YOUR TASK »
Return every line in the rows that contains the word "blanket".

MATERIAL PROVIDED »
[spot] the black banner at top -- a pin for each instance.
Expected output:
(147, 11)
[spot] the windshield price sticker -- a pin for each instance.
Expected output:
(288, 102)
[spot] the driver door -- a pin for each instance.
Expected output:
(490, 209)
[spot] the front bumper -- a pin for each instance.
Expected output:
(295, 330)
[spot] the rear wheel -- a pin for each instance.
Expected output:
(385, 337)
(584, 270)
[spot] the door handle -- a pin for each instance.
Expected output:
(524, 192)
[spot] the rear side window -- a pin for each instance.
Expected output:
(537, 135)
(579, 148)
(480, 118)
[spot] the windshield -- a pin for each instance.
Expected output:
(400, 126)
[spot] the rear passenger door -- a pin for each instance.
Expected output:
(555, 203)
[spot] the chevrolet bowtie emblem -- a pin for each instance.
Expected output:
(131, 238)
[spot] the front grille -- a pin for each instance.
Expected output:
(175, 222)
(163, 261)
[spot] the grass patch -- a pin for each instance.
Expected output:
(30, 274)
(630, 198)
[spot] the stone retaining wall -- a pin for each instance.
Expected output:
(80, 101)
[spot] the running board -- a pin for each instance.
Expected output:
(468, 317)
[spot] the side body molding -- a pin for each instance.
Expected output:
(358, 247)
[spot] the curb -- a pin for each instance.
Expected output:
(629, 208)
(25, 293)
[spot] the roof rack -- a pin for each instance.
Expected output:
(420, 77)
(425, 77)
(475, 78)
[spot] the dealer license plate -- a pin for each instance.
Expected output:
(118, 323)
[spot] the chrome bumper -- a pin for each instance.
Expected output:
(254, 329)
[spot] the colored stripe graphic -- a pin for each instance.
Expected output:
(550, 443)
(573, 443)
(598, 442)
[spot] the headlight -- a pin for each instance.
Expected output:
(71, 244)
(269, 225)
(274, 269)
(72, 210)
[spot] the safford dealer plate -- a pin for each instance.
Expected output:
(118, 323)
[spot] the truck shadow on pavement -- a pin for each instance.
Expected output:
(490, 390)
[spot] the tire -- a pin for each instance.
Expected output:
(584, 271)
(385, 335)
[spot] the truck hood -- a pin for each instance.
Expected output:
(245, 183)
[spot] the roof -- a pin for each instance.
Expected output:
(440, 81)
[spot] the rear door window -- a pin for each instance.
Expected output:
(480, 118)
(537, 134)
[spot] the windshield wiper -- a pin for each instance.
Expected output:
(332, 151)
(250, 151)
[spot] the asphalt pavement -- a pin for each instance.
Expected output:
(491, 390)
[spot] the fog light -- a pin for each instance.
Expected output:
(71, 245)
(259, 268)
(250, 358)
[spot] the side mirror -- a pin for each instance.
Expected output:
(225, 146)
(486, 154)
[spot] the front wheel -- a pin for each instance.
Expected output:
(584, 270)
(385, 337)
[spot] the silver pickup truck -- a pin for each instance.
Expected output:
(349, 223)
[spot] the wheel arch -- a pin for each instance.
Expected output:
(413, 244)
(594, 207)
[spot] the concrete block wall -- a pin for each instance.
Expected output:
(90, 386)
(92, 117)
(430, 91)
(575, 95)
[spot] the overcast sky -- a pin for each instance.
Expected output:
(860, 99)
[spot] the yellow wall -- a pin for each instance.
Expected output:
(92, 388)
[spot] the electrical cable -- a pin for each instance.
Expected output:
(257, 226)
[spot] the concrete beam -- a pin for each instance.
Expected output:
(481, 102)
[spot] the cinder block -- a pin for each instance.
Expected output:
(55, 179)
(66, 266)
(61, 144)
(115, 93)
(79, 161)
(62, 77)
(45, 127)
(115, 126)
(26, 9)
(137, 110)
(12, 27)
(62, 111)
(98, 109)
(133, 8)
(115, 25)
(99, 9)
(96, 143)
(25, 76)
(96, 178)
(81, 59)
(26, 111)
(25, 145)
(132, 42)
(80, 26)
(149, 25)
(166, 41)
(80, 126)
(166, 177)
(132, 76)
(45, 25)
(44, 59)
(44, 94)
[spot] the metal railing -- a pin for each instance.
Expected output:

==

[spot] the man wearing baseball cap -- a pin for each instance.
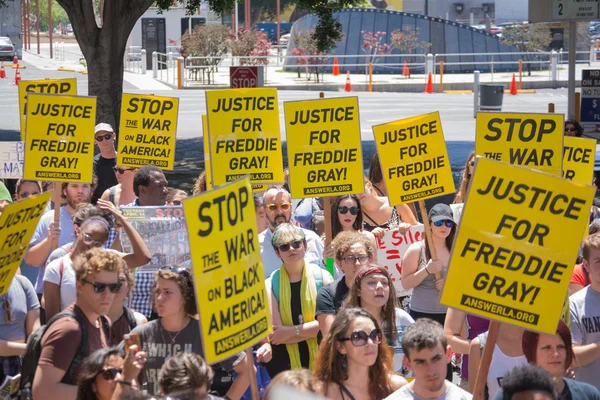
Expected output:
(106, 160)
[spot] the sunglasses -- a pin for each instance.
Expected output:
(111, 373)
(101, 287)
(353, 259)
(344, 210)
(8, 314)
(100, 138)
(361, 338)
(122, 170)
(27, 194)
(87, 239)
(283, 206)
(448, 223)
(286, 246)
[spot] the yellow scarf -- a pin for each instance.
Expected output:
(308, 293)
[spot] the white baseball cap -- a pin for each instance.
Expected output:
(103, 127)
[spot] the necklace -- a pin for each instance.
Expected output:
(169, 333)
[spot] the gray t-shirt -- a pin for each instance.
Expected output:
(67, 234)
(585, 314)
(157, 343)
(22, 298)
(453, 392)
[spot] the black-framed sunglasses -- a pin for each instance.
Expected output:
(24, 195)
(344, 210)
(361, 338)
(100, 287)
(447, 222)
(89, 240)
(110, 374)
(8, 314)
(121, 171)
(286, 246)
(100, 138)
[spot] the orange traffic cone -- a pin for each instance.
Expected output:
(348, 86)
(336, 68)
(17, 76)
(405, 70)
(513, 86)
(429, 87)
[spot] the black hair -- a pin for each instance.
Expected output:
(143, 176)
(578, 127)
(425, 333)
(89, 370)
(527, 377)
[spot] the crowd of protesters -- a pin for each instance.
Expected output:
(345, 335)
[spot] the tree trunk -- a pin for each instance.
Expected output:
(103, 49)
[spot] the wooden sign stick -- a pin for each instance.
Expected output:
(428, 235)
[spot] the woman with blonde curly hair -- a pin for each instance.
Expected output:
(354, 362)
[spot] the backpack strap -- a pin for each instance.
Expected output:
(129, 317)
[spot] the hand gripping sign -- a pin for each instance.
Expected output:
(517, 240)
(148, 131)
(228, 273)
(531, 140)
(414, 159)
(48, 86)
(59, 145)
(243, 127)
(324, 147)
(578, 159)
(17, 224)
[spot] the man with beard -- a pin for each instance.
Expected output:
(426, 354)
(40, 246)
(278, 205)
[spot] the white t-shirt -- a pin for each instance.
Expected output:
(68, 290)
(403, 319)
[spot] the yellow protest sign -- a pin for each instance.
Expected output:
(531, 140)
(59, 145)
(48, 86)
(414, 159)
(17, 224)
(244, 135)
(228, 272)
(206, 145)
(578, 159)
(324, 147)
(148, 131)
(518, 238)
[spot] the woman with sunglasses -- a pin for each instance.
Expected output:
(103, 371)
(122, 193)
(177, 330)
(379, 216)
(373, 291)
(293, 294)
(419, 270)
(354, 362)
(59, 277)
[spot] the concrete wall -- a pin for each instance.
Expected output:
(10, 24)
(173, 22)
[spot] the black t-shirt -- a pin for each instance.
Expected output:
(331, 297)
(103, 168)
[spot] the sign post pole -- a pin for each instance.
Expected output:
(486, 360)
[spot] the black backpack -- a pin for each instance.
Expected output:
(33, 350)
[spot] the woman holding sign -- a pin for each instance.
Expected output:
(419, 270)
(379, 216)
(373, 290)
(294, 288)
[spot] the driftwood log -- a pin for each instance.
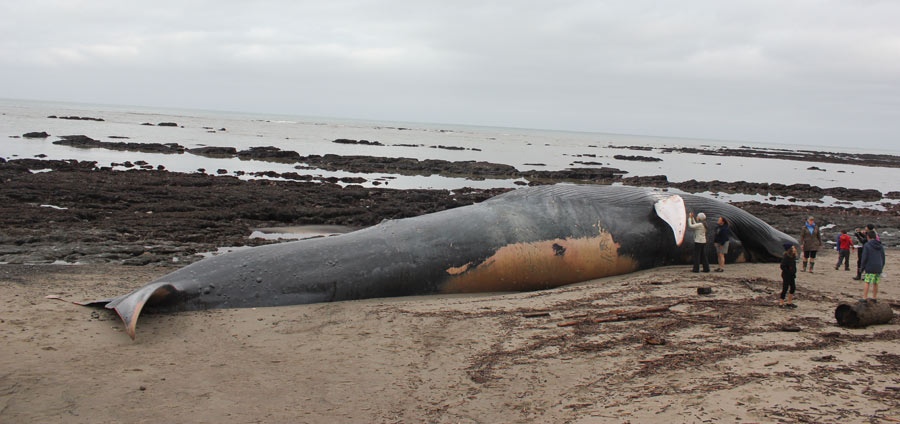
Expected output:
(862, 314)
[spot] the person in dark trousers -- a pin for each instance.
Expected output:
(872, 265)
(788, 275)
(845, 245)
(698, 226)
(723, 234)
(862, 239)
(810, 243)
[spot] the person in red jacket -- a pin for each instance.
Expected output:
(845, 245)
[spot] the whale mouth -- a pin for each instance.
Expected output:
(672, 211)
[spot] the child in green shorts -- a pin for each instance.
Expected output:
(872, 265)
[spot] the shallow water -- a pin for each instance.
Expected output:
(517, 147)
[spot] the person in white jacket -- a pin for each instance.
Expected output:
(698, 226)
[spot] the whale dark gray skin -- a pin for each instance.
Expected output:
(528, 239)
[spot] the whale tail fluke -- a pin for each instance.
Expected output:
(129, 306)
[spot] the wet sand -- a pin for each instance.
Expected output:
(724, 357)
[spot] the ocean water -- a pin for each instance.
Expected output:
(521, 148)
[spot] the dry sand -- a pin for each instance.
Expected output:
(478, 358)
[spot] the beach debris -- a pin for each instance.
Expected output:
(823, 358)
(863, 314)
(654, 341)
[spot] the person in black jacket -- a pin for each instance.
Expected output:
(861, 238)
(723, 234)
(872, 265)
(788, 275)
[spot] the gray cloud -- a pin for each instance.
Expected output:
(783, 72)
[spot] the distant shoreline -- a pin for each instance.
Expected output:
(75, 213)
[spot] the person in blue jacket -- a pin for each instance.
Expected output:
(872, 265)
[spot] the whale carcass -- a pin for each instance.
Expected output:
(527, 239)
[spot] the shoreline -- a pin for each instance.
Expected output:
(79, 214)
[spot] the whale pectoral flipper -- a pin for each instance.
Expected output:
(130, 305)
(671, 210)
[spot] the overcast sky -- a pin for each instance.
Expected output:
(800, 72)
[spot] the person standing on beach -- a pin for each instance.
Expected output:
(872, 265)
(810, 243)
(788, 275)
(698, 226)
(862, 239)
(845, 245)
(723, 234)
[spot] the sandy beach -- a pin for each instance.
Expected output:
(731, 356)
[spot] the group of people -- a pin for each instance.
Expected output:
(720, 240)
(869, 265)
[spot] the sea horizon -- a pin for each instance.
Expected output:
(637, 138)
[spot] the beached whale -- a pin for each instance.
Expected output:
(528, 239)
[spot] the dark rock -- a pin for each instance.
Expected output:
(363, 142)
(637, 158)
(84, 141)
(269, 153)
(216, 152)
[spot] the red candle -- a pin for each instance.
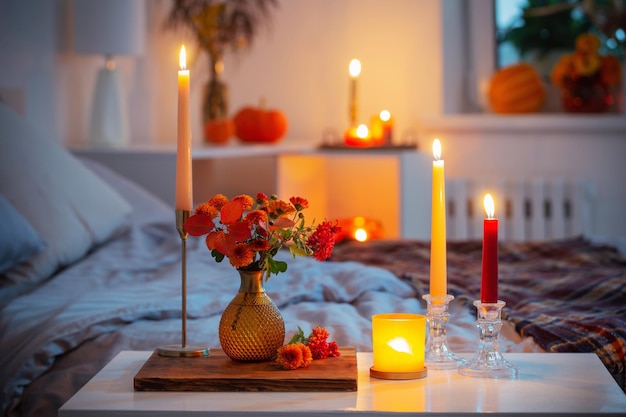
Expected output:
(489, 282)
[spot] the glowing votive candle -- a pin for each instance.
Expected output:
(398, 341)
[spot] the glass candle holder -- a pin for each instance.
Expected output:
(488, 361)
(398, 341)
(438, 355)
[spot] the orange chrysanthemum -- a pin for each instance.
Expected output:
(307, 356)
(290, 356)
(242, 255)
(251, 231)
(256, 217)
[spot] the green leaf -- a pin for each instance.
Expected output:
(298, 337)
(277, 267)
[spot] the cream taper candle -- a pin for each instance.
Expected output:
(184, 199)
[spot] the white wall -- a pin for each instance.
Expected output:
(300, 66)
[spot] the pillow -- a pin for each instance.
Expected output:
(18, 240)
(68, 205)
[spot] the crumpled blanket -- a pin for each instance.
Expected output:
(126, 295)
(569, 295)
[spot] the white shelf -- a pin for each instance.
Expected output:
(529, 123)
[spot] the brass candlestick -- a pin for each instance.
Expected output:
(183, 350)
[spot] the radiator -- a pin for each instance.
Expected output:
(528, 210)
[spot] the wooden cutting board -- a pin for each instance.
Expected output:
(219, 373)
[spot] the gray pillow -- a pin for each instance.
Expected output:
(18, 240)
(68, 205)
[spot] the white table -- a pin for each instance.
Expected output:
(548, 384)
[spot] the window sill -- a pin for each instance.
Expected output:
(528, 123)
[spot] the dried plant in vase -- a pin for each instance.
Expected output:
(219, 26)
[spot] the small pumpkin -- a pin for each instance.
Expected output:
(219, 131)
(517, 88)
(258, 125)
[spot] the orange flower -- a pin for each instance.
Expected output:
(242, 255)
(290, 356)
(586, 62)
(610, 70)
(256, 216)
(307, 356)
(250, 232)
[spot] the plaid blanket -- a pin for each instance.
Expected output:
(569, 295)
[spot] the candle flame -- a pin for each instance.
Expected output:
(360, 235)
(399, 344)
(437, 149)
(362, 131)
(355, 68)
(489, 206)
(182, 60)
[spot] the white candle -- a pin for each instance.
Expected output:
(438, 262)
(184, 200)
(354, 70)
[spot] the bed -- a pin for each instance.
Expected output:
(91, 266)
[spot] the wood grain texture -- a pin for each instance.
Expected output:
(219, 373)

RESPONSE TO THE TASK »
[spot] the crumpled blanket -- a pin for each instance.
[spot] the plaid blanket -- a pin for each instance.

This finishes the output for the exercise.